INPUT DATA START

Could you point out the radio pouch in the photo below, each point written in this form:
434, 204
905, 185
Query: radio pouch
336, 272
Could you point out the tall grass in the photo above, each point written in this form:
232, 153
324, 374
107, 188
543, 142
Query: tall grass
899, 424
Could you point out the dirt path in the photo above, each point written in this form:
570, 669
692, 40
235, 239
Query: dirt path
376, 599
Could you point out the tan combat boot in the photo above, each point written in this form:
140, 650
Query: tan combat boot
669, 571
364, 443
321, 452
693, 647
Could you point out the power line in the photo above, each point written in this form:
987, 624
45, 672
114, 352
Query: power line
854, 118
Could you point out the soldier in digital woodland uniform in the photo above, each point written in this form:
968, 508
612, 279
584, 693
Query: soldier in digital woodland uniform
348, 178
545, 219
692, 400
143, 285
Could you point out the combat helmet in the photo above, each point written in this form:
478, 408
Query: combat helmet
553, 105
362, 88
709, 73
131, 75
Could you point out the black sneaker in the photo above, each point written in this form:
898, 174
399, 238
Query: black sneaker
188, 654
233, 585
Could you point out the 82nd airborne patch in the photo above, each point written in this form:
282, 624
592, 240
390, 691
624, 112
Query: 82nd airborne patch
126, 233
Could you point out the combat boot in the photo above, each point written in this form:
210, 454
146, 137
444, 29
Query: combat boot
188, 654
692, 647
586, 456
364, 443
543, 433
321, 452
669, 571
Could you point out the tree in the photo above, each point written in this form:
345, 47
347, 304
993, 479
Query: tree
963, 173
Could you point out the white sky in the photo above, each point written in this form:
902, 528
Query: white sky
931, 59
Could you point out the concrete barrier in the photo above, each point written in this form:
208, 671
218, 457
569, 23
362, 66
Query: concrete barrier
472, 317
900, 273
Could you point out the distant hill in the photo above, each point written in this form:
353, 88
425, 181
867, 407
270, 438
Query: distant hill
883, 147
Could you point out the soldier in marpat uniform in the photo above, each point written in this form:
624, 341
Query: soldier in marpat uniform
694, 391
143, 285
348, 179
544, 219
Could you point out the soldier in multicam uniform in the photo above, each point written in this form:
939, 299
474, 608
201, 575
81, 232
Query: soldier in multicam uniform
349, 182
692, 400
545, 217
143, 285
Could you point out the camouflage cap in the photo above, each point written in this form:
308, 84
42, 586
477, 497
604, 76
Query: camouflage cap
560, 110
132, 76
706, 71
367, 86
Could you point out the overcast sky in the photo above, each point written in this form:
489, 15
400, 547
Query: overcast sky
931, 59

INPUT DATA END

WHAT THE TASK ASKS >> In full and unchanged, repeat the data above.

OUTPUT OF THE EXERCISE >>
Could you point out the radio pouch in the photo below, each point written in this form:
434, 204
905, 185
Query: radio pouch
336, 272
Could you point out the tall grass in the photo above, each point written in this form:
232, 153
324, 374
107, 188
543, 142
Query: tall grass
899, 424
Could you point out the dirt path in the photo above, each point written in this form:
570, 669
692, 40
235, 239
Query: dirt path
376, 599
Could you point out the tan combat boot in the photo above, each point written in this form:
140, 650
Query: tan combat boot
669, 571
364, 443
321, 452
693, 647
Could you point out the power line in the photo above, each point written in this form:
987, 624
45, 672
114, 352
Query: power line
854, 118
Could you point out the soldier in digital woodland uniform in the photo above, each point written in this form:
968, 508
612, 279
584, 693
Query: soldier in digital woodland uniform
348, 178
545, 219
692, 400
143, 285
Could you point out the combat helmet in the photo above, each point written in this form:
478, 408
Query: combat helmet
553, 105
362, 88
709, 73
131, 75
Could you point out the black sneaker in the photo above, each point written in this form:
898, 174
399, 238
Query: black sneaker
188, 654
233, 585
Could you point out the 82nd airborne patch in the photo above, each point written in this form:
282, 624
592, 240
390, 691
624, 112
Query: 82nd airborne patch
126, 233
Could you point out the combat boot in the photo above, each point written in this form:
210, 454
146, 137
444, 29
Query: combat boot
188, 654
692, 647
586, 456
364, 443
543, 433
321, 452
669, 571
Could you point out the tree in the photo above, each point written in this form:
345, 47
347, 304
993, 479
Query: tree
963, 173
Could you point out the white sky in the photo above, each point written in this form:
902, 528
Query: white sky
931, 59
Could you point out the concrete barrier in the photo above, each point written in this form:
208, 671
218, 457
569, 23
362, 66
Query: concrete barrier
472, 317
900, 273
Could you point out the distant hill in the photo above, each point written in this form:
353, 88
425, 181
867, 407
270, 438
Query: distant hill
883, 147
Could you point out the soldier in marpat uniform in the photo above, each point written in this form:
624, 341
Query: soldier in marpat uniform
694, 391
143, 285
348, 179
544, 219
Could you point out the soldier in multicam uniform in the photo above, each point written in this form:
939, 299
474, 608
201, 575
81, 232
Query: soldier in multicam uniform
349, 182
692, 400
545, 217
143, 285
Could you point out the camouflage cap in the photo above, each point written in this form:
308, 84
42, 586
477, 497
604, 76
Query: camouflage cap
560, 110
132, 76
706, 71
367, 86
Could you point out the overcast sky in the photo above, each point written in this form:
489, 15
400, 547
Query: overcast sky
931, 59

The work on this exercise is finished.